━━━ 页面正文 ━━━

TiSASRec代码笔记

完整的代码注释：https://github.com/Guadzilla/Paper_notebook/tree/main/TiSASRec

论文笔记：https://guadzilla.github.io/2021/11/18/TiSASRec/

squeeze, unsqueeze, repeat ,expand

torch.squeeze(input,dim,*,out) —>Tensor

squeeze：挤压，捏

与unsqueeze操作相反，在指定dim处加入一维，如果dim未指定，则所有为1的维度去掉。

torch.unsqueeze(input,dim) —> Tensor

unsqueeze：挤压的反义词，膨胀

与squeeze操作相反，返回一个新张量，在原来张量的指定dim处加入一维。

x = torch.tensor([[1, 2, 3, 4],		# x.shape=(2,4) ,有三处可以插入维度 _,1,_,4,_
                  [5, 6, 7, 8]]) 	

torch.unsqueeze(x, 0).shape			# (_,2,_,4,_),在第0维度（最左边）插入1维 = (1,2,4)
# torch.Size([1, 2, 4])

torch.unsqueeze(x, 1).shape			# (_,2,_,4,_),在第1维度（中间的）插入1维 = (2,1,4)
# torch.Size([2, 1, 4])

torch.unsqueeze(x, 2).shape			# (_,2,_,4,_),在第2维度（最右边）插入1维 = (2,1,4)

━━━ 数据 ━━━

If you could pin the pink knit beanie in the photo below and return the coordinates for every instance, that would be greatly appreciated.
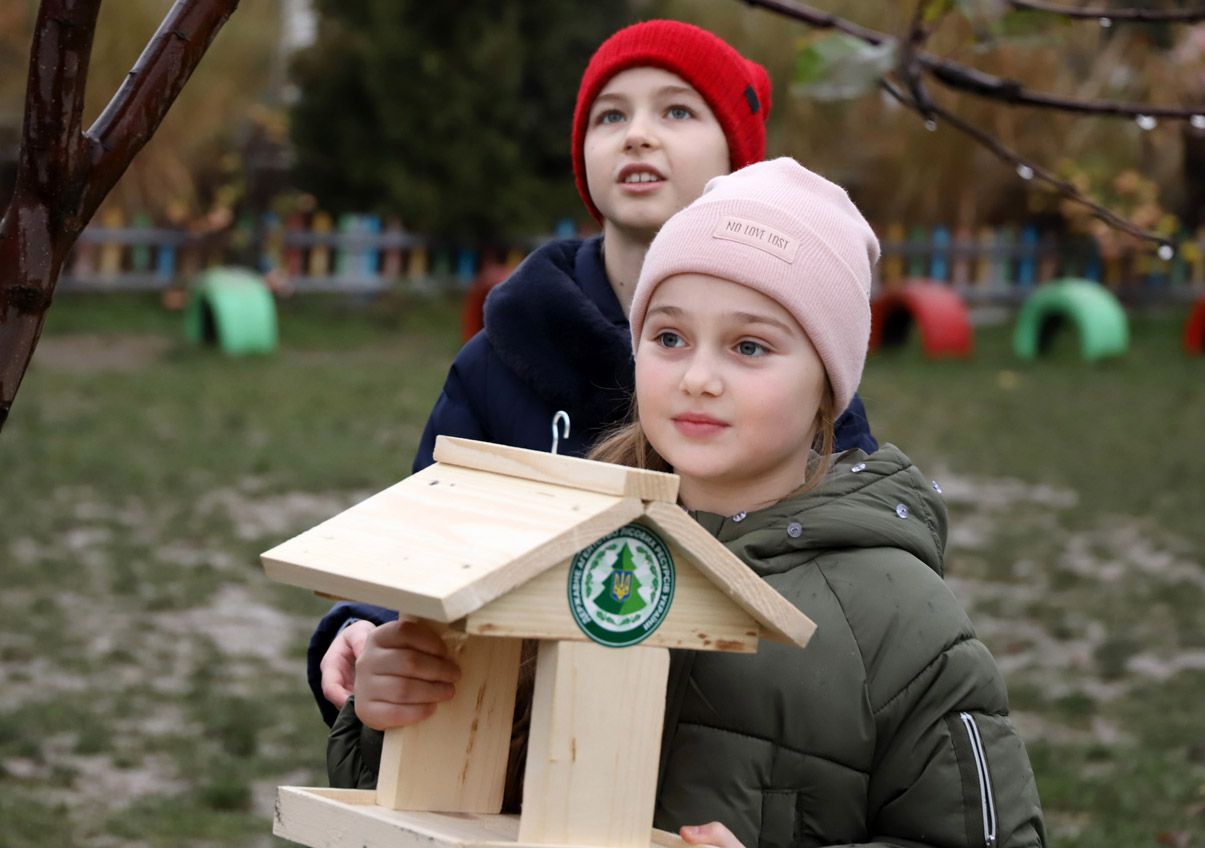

━━━

任务要求 =>
**A)** 判断下列说法是否符合这篇 TiSASRec 代码笔记，分别回答"是"或"否"，并原样引用笔记中起决定作用的文字：(i) unsqueeze 会返回一个新张量，在原张量的指定 dim 处加入一维；(ii) torch.unsqueeze(x, 0) 得到的形状是 torch.Size([2, 1, 4])；(iii) 完整的代码注释放在论文笔记所在的 guadzilla.github.io 网站上。
**B)** 从这篇 TiSASRec 代码笔记的末尾接着往下续写。

参考答案 =>
**A)**
(i) 是。"返回一个新张量，在原来张量的指定dim处加入一维。"
(ii) 否。"# torch.Size([1, 2, 4])"
(iii) 否。"完整的代码注释：https://github.com/Guadzilla/Paper_notebook/tree/main/TiSASRec"

**B)**
# torch.Size([2, 4, 1])

y = torch.unsqueeze(x, -1).unsqueeze(-1)		# 在最后填两个为1的维度
y.shape
# torch.Size([2, 4, 1, 1])		
y.squeeze().shape					# squeeze不指定dim，会去掉所有size=1的维度
# torch.Size([2, 4])

torch.repeat(*size)

沿着指定的维度重复这个张量。类似numpy.tile()，地板铺（把tensor当成一块地板，按形状铺）。

torch.expand(*sizes)

将单个维度拓展成更大维度，和repeat不一样。

x = torch.tensor([1,2,3])
x
# tensor([1, 2, 3])
x.repeat(2,3)
# tensor([[1, 2, 3, 1, 2, 3, 1, 2, 3],		# x作为地板，被重复铺了(2,3)次
#         [1, 2, 3, 1, 2, 3, 1, 2, 3]])
x.expand(2,3)		
# tensor([[1, 2, 3],						# x被拓展成(2,3)
#         [1, 2, 3]])

实际代码：

time_mask = time_mask.unsqueeze(-1).repeat(self.head_num, 1, 1)
# 1.unsqueeze()：time_mask.shape=(batch_size,maxlen) ——> (batch_size,maxlen,1)，最后一个维度填1
# 2.repeat():(batch_size,maxlen,1) ——> (self.head_num*batch_size,maxlen,1),第一个维度乘倍数
time_mask = time_mask.expand(-1, -1, attn_weights.shape[-1])	# 这里attn_weights.shape[-1]=maxlen
# 3.(self.head_num*batch_size,maxlen,1) ——>(self.head_num*batch_size,maxlen,maxlen)


attn_mask = attn_mask.unsqueeze(0).expand(attn_weights.shape[0], -1, -1)
# (maxlen,maxlen) ——> (1,maxlen,maxlen) ——> (batch_size,maxlen,maxlen)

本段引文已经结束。